> [Task 1]: Restate as a short list the paragraph of the Alien Dictionary solution below that begins "The problem can be solved using topological sorting," keeping its main facts.
> [Task 2]: Pick up the Alien Dictionary solution below after its last line and complete the alienOrder method.

> [Source passage]:
0269-alien-dictionary.py

"""
Problem: LeetCode 269 - Alien Dictionary

Key Idea:
The problem can be solved using topological sorting. The given words can be thought of as directed edges between characters of adjacent words. We can build a graph where each character is a node, and the edges represent the order between characters. Then, we can perform topological sorting to find the correct order of characters.

Time Complexity:
- Building the graph takes O(N + E) time, where N is the number of words and E is the number of edges (character comparisons).
- Performing topological sorting takes O(V + E) time, where V is the number of characters and E is the number of edges.
- In the worst case, each character is compared with the next character in all words.
- Overall, the time complexity is O(N + E + V).

Space Complexity:
- The space required for the graph representation is O(V + E), where V is the number of characters and E is the number of edges.
- Other data structures used take constant space.
- Therefore, the space complexity is O(V + E).
"""

from collections import defaultdict, deque


class Solution:
    def alienOrder(self, words: List[str]) -> str:
        graph = defaultdict(list)

Point labeling examples:
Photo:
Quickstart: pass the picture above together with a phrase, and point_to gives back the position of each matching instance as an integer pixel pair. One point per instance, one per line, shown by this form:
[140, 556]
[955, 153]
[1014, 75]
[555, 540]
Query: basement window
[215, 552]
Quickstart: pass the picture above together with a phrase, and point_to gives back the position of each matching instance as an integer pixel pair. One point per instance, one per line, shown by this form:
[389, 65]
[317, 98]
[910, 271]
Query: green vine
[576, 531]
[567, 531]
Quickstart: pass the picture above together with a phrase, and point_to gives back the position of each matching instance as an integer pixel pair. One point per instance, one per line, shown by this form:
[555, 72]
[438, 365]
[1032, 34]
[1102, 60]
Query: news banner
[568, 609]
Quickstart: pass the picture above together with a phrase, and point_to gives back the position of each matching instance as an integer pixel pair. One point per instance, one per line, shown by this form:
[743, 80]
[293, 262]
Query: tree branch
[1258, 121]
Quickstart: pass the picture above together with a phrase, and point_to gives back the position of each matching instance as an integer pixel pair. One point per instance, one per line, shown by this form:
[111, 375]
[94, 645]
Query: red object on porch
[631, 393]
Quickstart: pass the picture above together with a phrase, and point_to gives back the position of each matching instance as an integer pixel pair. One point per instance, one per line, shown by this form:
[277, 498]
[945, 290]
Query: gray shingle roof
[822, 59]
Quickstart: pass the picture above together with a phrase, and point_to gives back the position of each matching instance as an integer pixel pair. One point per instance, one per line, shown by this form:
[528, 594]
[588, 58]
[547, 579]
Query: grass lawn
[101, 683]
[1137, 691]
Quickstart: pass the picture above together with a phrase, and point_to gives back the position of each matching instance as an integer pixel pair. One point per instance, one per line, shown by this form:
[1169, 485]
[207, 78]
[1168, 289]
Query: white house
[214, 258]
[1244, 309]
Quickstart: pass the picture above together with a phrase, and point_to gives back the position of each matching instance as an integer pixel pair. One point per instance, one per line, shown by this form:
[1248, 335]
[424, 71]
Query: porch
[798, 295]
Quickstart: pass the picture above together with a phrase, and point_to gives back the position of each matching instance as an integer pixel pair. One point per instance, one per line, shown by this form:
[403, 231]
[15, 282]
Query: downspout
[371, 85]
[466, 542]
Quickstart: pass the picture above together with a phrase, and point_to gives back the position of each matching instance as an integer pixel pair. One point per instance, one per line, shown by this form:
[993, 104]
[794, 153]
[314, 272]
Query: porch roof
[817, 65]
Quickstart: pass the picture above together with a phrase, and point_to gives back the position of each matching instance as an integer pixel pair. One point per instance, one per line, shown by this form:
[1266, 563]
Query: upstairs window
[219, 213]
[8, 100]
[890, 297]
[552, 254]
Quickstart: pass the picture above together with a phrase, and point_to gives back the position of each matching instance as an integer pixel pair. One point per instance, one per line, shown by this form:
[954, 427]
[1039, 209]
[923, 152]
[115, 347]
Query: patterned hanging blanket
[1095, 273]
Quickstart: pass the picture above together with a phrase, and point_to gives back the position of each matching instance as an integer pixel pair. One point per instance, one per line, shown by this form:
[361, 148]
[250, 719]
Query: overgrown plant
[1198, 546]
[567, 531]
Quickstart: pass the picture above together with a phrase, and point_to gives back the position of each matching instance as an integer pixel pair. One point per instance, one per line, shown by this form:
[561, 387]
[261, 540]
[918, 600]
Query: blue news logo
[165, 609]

> [Answer 1]:
- Solve the problem with topological sorting.
- Treat adjacent words as giving directed edges between characters.
- Build a graph with each character as a node and edges showing the order between characters.
- Run a topological sort on the graph to get the correct character order.

> [Answer 2]:
        in_degree = defaultdict(int)

        for i in range(len(words) - 1):
            word1, word2 = words[i], words[i + 1]
            for j in range(min(len(word1), len(word2))):
                if word1[j] != word2[j]:
                    graph[word1[j]].append(word2[j])
                    in_degree[word2[j]] += 1
                    break

        queue = deque(char for char, indeg in in_degree.items() if indeg == 0)
        result = []

        while queue:
            char = queue.popleft()
            result.append(char)
            for neighbor in graph[char]:
                in_degree[neighbor] -= 1
                if in_degree[neighbor] == 0:
                    queue.append(neighbor)

        if len(result) < len(in_degree):
            return ""
        return "".join(result)